* [Consigne 1] Mettez à l'échelle les enregistrements, de la ligne contenant « In the photo above, where can the rusted » jusqu'à la fin des enregistrements, bornes comprises. Reproduisez ces lignes, demandes incluses, en multipliant par 1,4 chaque coordonnée des points donnés en réponse et en l'arrondissant à l'entier le plus proche, les demis vers le haut.

* [Texte de la page]

Cycle d’interviews ”Qu’est-ce qu’écrire” ?
Nous continuons notre cycle d’interview d’auteurs avec Fabrice Humbert, qui évoque avec nous son travail d’écriture, la littérature, et le cinéma pour lequel deux de ses livres sont en cours de production. Fabrice Humbert est l’auteur de 4 romans, Autoportraits en Noir et Blanc, Biographie d’un Inconnu, L’Origine de la Violence (Prix Renaudot du livre de poche 2010), et La Fortune de Sila (Grand Prix RTL Lire 2011, Prix Jean-Jacques Rousseau 2010). Son prochain livre, Avant la Chute, est à paraitre lors de la rentrée littéraire au Passage.
Lire interview précédente du cycle.
.
Pouvez-vous nous raconter comment la littérature est entrée dans votre vie ? Qu’est-ce qui vous a amené vers l’écriture ?
C’est entré dans ma vie lorsque j’étais en terminale, mes premiers essais littéraires, c’est en terminale, et j’ai commencé à écrire sérieusement, c’est-à-dire, en pensant vraiment publier, éventuellement en faire ma vie, à 20 ans.
Il n’y a pas de raison particulière, sinon que j’ai toujours été absolument plongé dans les livres, et que finalement c’était un rempart entre moi et le réel… En écrivant, je suis entièrement entré dans la fiction… et le monde de la fiction est bien plus intéressant que celui de la réalité, je suis très heureux comme ça (rires). Non, plus sérieusement, c’est vrai que c’est un souci; les gens qui vivent à moitié dans la fiction, il y en a beaucoup, mais, en faire son métier ça permet d’avoir une sorte de justification pour vivre dans la fiction, et je crois sincèrement que les gens qui vivent de leur art, cinéma, littérature, ou autre, c’est un peu ça, c’est un rapport au réel un peu biaisé. Mais à la fin, si ça se passe bien -et c’est rare que ça se passe bien- on peut profiter de cette espèce de déviance.
Vous parlez de justification, c’est une justification qu’on accepte ?

* [Données fournies]
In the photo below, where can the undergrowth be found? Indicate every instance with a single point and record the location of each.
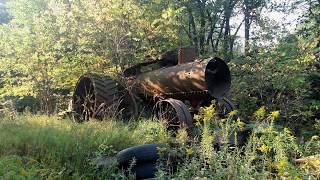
(37, 147)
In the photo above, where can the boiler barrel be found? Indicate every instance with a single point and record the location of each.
(210, 75)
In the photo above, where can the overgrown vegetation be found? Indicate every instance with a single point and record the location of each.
(41, 147)
(45, 45)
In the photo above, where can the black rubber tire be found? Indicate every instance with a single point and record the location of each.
(142, 154)
(146, 170)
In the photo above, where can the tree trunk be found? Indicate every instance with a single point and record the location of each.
(201, 6)
(193, 30)
(246, 27)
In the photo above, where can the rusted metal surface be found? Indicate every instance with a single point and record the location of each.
(211, 75)
(175, 85)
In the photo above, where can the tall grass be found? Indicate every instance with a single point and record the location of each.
(63, 148)
(37, 147)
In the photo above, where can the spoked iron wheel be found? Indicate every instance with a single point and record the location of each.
(174, 113)
(224, 107)
(93, 95)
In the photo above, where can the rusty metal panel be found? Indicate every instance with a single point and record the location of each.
(211, 75)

* [Consigne 2] D'après l'entretien, à quel âge Fabrice Humbert a-t-il commencé à écrire sérieusement ?

* [Réponse 1]
In the photo above, where can the rusted metal surface be found? Indicate every instance with a single point and record the location of each.
(295, 105)
(245, 119)
In the photo above, where can the tall grass be found? Indicate every instance with a single point and record the location of each.
(88, 207)
(52, 206)
In the photo above, where can the spoked iron wheel be found? Indicate every instance with a single point and record the location of each.
(244, 158)
(314, 150)
(130, 133)
In the photo above, where can the rusty metal panel be found? Indicate every instance with a single point and record the location of each.
(295, 105)

* [Réponse 2] À 20 ans.